:: Directions for this task ::
Copy word for word each line from the one that has "the ivy growing" to the last line of the records, with no other lines.

:: Recorded information ::
== == ==
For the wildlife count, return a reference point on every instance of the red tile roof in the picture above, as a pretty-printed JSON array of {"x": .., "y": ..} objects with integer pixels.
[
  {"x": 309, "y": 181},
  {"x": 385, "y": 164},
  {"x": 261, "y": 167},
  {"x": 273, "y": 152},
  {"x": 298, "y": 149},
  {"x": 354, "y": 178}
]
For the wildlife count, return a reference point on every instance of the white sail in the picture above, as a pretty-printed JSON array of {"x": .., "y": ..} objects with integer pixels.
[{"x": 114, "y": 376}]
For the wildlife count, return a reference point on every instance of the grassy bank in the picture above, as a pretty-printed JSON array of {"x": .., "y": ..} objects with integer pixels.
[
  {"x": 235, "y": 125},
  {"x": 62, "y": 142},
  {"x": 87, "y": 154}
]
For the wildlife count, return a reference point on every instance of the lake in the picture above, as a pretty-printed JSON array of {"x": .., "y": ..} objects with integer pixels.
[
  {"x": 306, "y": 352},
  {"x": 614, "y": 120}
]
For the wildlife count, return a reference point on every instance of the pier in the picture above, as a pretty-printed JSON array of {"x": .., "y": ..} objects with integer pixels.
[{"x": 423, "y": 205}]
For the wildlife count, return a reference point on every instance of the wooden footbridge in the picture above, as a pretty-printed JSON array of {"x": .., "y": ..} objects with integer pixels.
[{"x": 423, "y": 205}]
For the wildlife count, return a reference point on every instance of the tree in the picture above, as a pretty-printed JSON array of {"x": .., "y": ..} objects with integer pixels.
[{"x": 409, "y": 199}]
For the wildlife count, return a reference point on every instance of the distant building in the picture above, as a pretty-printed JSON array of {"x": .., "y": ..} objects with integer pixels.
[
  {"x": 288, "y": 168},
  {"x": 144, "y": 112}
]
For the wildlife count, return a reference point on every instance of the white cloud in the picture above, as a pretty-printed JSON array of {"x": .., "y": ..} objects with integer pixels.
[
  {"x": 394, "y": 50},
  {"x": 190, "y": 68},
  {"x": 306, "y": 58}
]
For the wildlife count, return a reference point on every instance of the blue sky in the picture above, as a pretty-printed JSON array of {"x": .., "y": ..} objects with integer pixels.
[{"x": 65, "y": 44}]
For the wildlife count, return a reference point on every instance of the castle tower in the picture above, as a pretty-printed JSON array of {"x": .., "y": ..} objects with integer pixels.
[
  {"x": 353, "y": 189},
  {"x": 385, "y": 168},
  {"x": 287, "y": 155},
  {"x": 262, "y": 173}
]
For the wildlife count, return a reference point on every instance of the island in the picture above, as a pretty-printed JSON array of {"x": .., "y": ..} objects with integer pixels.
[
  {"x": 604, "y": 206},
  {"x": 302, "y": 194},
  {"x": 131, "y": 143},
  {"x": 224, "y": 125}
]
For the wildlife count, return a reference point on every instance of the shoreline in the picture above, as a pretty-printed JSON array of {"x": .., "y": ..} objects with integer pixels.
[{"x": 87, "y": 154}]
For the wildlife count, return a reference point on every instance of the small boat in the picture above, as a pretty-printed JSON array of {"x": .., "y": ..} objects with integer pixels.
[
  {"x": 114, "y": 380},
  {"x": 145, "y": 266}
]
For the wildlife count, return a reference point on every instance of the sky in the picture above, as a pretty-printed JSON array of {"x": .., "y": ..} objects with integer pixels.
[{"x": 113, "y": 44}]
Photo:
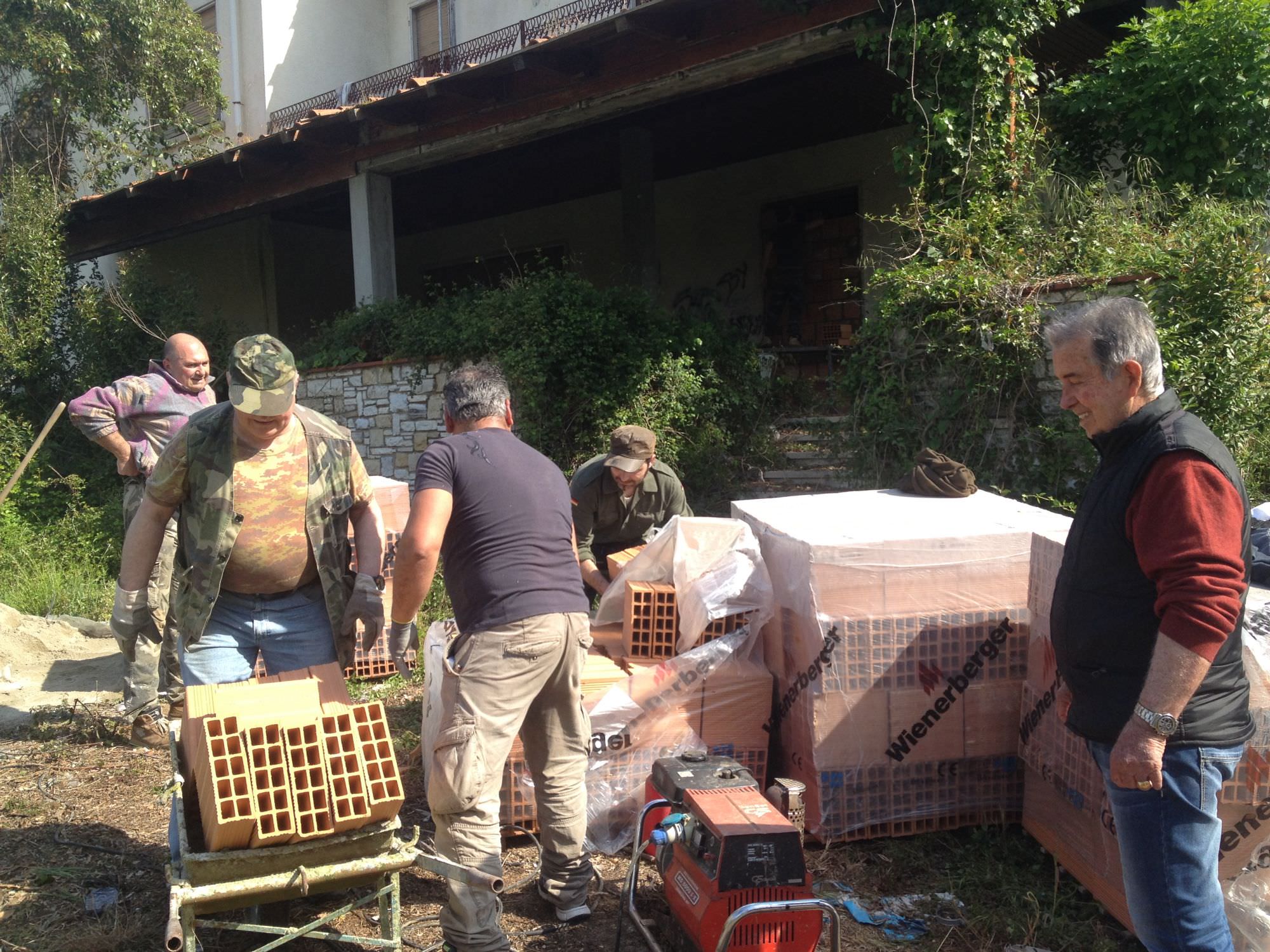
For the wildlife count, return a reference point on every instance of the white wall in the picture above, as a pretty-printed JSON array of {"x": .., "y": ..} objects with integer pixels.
[
  {"x": 313, "y": 46},
  {"x": 474, "y": 18}
]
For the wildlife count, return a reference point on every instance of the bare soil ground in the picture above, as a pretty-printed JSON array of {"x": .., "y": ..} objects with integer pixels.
[
  {"x": 53, "y": 662},
  {"x": 81, "y": 810}
]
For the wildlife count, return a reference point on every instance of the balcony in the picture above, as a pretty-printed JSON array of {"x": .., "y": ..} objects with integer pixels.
[{"x": 463, "y": 56}]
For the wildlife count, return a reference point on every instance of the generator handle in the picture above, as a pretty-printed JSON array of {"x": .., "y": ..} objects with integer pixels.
[
  {"x": 633, "y": 878},
  {"x": 788, "y": 906}
]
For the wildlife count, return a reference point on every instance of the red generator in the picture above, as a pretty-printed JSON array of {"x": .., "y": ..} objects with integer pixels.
[{"x": 723, "y": 847}]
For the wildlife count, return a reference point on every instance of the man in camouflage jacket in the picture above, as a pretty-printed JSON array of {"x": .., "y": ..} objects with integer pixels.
[
  {"x": 134, "y": 420},
  {"x": 267, "y": 491}
]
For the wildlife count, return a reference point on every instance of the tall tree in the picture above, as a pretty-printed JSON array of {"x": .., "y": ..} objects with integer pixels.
[
  {"x": 100, "y": 89},
  {"x": 1187, "y": 89}
]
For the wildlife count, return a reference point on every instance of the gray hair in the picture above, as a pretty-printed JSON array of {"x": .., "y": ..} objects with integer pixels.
[
  {"x": 1120, "y": 329},
  {"x": 477, "y": 393}
]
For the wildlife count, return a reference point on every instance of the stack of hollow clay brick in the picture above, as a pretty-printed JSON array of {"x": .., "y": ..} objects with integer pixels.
[
  {"x": 288, "y": 758},
  {"x": 900, "y": 643},
  {"x": 723, "y": 711}
]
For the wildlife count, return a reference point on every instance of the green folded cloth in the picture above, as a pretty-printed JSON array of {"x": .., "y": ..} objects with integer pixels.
[{"x": 937, "y": 475}]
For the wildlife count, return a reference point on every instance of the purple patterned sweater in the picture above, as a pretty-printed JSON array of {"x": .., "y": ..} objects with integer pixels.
[{"x": 145, "y": 411}]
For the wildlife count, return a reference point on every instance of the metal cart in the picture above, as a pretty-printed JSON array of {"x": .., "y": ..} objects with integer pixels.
[{"x": 370, "y": 859}]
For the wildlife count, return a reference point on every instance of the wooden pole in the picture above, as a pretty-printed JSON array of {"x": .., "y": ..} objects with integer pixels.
[{"x": 22, "y": 466}]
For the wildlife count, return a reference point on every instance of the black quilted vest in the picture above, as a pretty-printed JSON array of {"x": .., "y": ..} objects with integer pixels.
[{"x": 1104, "y": 620}]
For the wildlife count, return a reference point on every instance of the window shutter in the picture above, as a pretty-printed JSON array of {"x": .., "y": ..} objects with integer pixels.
[
  {"x": 201, "y": 115},
  {"x": 426, "y": 30}
]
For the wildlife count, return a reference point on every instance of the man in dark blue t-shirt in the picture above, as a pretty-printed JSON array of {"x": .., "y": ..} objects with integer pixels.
[{"x": 498, "y": 512}]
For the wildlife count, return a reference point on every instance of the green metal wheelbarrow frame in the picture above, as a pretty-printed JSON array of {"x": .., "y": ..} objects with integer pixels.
[{"x": 236, "y": 879}]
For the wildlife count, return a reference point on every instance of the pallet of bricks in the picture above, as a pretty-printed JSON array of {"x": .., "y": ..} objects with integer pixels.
[
  {"x": 634, "y": 670},
  {"x": 1065, "y": 800},
  {"x": 900, "y": 648},
  {"x": 285, "y": 758}
]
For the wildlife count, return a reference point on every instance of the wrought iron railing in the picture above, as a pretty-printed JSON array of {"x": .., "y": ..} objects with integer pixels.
[
  {"x": 563, "y": 20},
  {"x": 285, "y": 119},
  {"x": 473, "y": 53}
]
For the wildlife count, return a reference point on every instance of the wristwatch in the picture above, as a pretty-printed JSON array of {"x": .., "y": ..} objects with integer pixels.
[{"x": 1164, "y": 725}]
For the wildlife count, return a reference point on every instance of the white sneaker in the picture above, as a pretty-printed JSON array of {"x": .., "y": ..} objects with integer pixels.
[{"x": 575, "y": 915}]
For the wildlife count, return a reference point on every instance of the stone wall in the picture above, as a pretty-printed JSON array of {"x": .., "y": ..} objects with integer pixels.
[{"x": 392, "y": 416}]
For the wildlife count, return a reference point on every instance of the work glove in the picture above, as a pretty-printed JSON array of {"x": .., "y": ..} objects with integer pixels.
[
  {"x": 131, "y": 619},
  {"x": 402, "y": 638},
  {"x": 365, "y": 606}
]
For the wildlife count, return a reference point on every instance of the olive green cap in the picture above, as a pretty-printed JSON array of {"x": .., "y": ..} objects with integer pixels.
[
  {"x": 262, "y": 376},
  {"x": 631, "y": 447}
]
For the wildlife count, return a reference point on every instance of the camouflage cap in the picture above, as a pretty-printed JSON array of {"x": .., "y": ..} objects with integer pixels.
[
  {"x": 262, "y": 376},
  {"x": 631, "y": 447}
]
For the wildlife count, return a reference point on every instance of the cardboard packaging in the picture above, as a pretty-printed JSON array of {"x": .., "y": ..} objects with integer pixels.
[{"x": 900, "y": 644}]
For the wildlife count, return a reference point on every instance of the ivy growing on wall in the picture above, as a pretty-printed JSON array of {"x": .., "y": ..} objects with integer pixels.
[{"x": 951, "y": 355}]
== == ==
:: Result for this exercise ::
For the wildlife count, return a reference point on every instance of the ivy growing on wall in the picture above, as a pretty-printed JSON array of {"x": .., "y": ..} objects with integer pixels.
[{"x": 951, "y": 355}]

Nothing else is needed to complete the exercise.